Instructions to follow: Reproduce verbatim the stretch from the start of the entries through the line that contains "245L84 238L79 229L65", including that line.
═════ Recorded data ═════
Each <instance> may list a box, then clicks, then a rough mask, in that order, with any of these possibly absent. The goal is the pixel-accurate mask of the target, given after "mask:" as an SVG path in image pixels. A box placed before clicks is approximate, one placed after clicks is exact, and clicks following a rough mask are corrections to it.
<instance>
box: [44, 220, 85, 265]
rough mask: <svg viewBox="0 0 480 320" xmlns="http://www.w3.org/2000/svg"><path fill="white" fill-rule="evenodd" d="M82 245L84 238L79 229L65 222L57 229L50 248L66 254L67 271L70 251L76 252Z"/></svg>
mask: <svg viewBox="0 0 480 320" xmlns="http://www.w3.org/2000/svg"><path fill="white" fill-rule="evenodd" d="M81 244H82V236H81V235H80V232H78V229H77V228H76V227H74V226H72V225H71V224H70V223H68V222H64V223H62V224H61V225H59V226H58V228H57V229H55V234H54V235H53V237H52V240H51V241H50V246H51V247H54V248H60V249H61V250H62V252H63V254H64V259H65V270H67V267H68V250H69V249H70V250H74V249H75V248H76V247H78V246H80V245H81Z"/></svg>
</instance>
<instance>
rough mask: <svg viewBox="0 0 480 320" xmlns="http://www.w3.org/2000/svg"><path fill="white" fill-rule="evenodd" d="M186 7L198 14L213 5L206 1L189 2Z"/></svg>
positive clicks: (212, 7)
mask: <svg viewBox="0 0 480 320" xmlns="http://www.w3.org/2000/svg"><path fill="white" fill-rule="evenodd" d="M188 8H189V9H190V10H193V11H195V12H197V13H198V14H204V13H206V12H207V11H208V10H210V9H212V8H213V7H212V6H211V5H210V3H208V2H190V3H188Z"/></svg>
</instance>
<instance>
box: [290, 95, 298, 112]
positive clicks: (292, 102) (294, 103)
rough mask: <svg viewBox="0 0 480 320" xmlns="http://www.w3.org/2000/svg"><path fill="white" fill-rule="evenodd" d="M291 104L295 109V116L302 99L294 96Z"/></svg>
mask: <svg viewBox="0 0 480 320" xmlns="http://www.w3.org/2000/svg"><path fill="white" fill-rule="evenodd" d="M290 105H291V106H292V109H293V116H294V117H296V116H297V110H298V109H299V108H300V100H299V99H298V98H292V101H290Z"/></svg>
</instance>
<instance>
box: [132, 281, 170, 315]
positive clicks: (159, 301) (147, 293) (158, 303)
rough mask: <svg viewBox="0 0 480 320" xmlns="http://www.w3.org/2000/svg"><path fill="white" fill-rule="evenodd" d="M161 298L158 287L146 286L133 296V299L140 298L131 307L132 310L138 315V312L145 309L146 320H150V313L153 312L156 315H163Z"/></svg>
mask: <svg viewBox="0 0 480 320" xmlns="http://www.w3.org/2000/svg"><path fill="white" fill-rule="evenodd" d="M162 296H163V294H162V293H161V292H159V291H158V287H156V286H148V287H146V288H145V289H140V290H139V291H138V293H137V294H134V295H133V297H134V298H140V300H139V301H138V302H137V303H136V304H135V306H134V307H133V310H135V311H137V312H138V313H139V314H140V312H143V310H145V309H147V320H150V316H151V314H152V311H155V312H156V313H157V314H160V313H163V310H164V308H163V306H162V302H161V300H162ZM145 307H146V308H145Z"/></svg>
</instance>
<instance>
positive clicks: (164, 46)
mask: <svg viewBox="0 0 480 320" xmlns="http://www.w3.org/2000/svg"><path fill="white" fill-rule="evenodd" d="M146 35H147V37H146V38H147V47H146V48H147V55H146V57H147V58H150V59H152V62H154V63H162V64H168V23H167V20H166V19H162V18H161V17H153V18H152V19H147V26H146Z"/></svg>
═════
Result of the task:
Each <instance> may list a box, then clicks, then a rough mask, in that order, with any of these possibly absent. The goal is the pixel-accurate mask of the target, given after "mask:" as an SVG path in image pixels. A box placed before clicks is approximate, one placed after clicks is exact, and clicks following a rough mask are corrections to it.
<instance>
box: [44, 220, 85, 265]
rough mask: <svg viewBox="0 0 480 320" xmlns="http://www.w3.org/2000/svg"><path fill="white" fill-rule="evenodd" d="M82 245L84 238L79 229L65 222L57 229L50 248L66 254L67 271L70 251L76 252Z"/></svg>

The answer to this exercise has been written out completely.